● What is being asked: Reproduce every line of the data below word for word, omitting the pictures.

####

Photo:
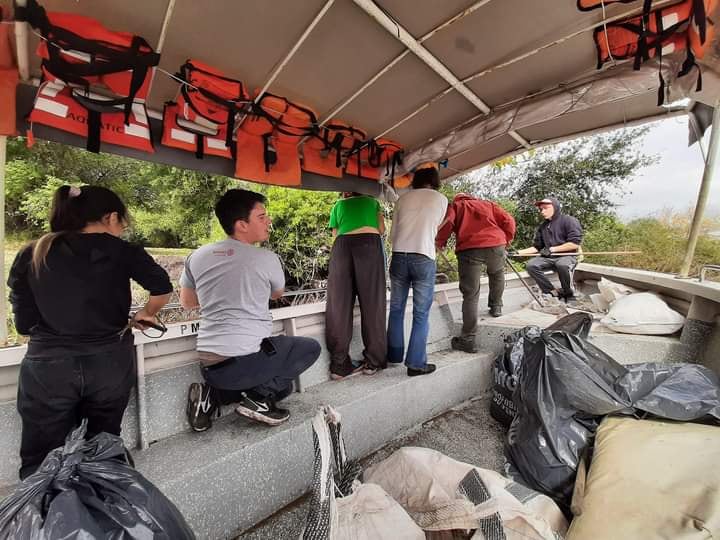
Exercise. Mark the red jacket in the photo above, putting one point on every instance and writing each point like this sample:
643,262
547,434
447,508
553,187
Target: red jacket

####

● Problem solution:
Photo:
Exercise. Mark the red jacket in the photo above, putting one point on every instance and writing each point like this sample:
643,262
547,434
447,508
553,187
Target: red jacket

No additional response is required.